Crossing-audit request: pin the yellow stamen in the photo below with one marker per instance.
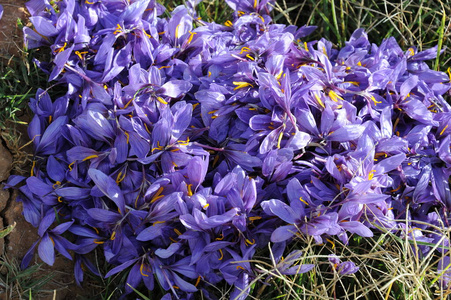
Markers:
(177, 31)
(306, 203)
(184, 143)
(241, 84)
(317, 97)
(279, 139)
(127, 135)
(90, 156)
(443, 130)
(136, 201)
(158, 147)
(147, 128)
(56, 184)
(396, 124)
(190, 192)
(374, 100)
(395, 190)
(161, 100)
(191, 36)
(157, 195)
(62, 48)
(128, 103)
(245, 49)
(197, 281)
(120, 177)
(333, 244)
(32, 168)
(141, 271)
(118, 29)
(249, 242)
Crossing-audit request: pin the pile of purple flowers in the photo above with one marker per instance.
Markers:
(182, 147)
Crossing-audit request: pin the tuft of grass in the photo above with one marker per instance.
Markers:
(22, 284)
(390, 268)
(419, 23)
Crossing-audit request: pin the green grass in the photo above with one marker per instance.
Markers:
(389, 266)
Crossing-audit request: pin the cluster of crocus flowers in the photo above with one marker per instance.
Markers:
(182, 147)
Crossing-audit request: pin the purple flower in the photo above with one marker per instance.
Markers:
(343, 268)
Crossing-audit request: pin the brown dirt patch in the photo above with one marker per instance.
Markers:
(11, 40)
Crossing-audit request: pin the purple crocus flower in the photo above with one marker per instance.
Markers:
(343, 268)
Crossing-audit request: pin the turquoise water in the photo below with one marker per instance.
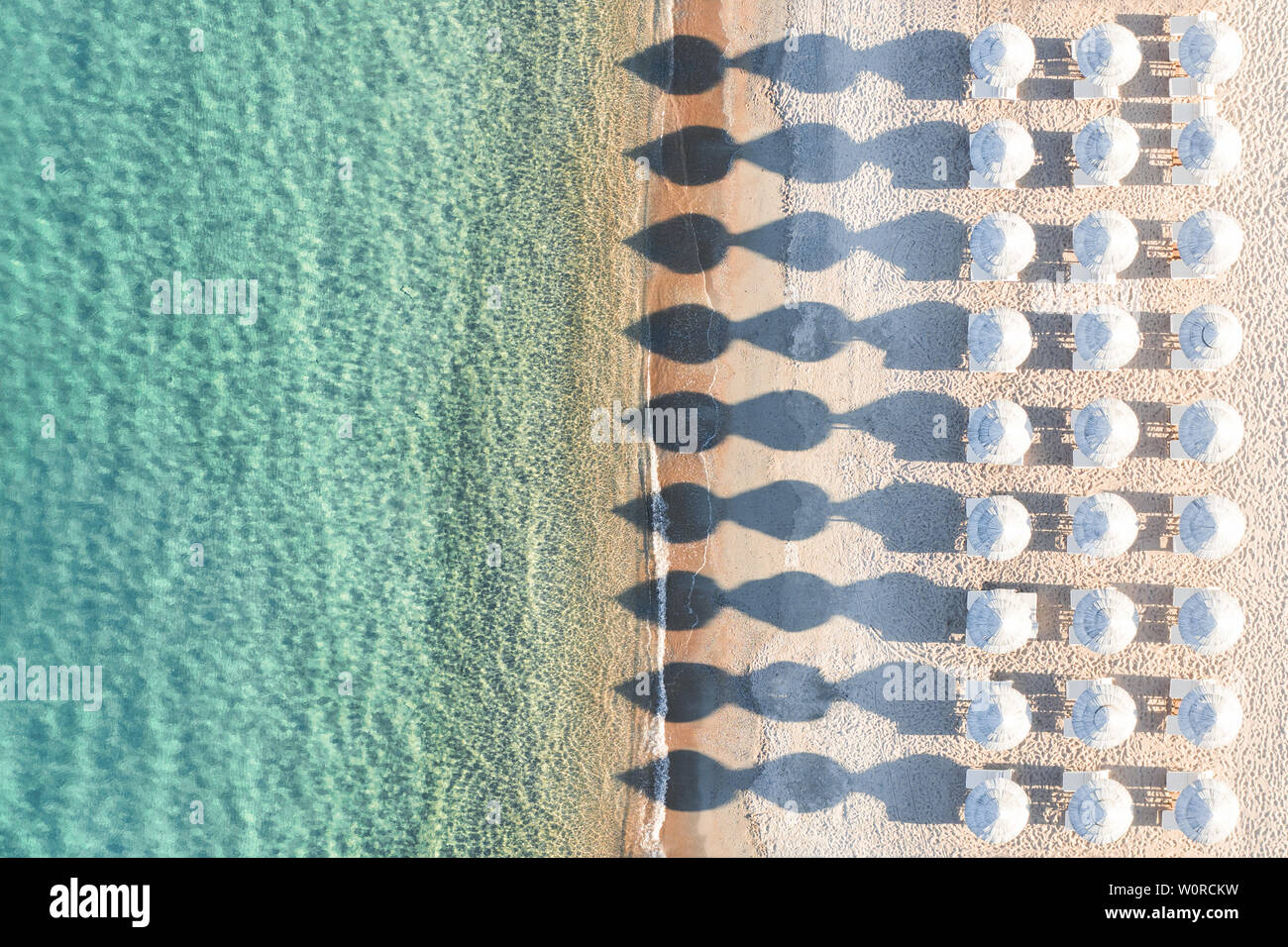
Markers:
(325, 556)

# # # #

● AUFGABENSTELLUNG:
Bringe alle Einträge oben in eine Markdown-Tabelle mit den Spalten „Nr“ und „Zeile“, ohne Leerzeilen. Die Bilder bleiben in der Antwort weg.

● ANTWORT ZUR AUFGABE:
| Nr | Zeile |
|---|---|
| 1 | Crossing-audit request: pin the yellow stamen in the photo below with one marker per instance. |
| 2 | Markers: |
| 3 | (177, 31) |
| 4 | (306, 203) |
| 5 | (184, 143) |
| 6 | (241, 84) |
| 7 | (317, 97) |
| 8 | (279, 139) |
| 9 | (127, 135) |
| 10 | (90, 156) |
| 11 | (443, 130) |
| 12 | (136, 201) |
| 13 | (158, 147) |
| 14 | (147, 128) |
| 15 | (56, 184) |
| 16 | (396, 124) |
| 17 | (190, 192) |
| 18 | (374, 100) |
| 19 | (395, 190) |
| 20 | (161, 100) |
| 21 | (191, 36) |
| 22 | (157, 195) |
| 23 | (62, 48) |
| 24 | (128, 103) |
| 25 | (245, 49) |
| 26 | (197, 281) |
| 27 | (120, 177) |
| 28 | (333, 244) |
| 29 | (32, 168) |
| 30 | (141, 271) |
| 31 | (118, 29) |
| 32 | (249, 242) |
| 33 | Crossing-audit request: pin the pile of purple flowers in the photo above with one marker per instance. |
| 34 | Markers: |
| 35 | (182, 147) |
| 36 | Crossing-audit request: pin the tuft of grass in the photo above with one marker per instance. |
| 37 | Markers: |
| 38 | (22, 284) |
| 39 | (390, 268) |
| 40 | (419, 23) |
| 41 | Crossing-audit request: pin the green grass in the photo above with one marker per instance. |
| 42 | Markers: |
| 43 | (389, 266) |
| 44 | Crossing-audit request: pin the cluster of crocus flowers in the photo above with one marker per instance. |
| 45 | Markers: |
| 46 | (182, 147) |
| 47 | Crossing-audit request: pin the purple flower in the photo above with one marker per instance. |
| 48 | Markers: |
| 49 | (343, 268) |
| 50 | Crossing-audit request: pin the brown dirt patch in the photo above with one marker per instance. |
| 51 | Markers: |
| 52 | (11, 40) |
| 53 | Crossing-audit request: pin the purple crocus flower in the photo above with one marker per instance. |
| 54 | Markers: |
| 55 | (343, 268) |
| 56 | Crossing-audit request: pin the turquoise water in the photo below with one marker per instance. |
| 57 | Markers: |
| 58 | (325, 556) |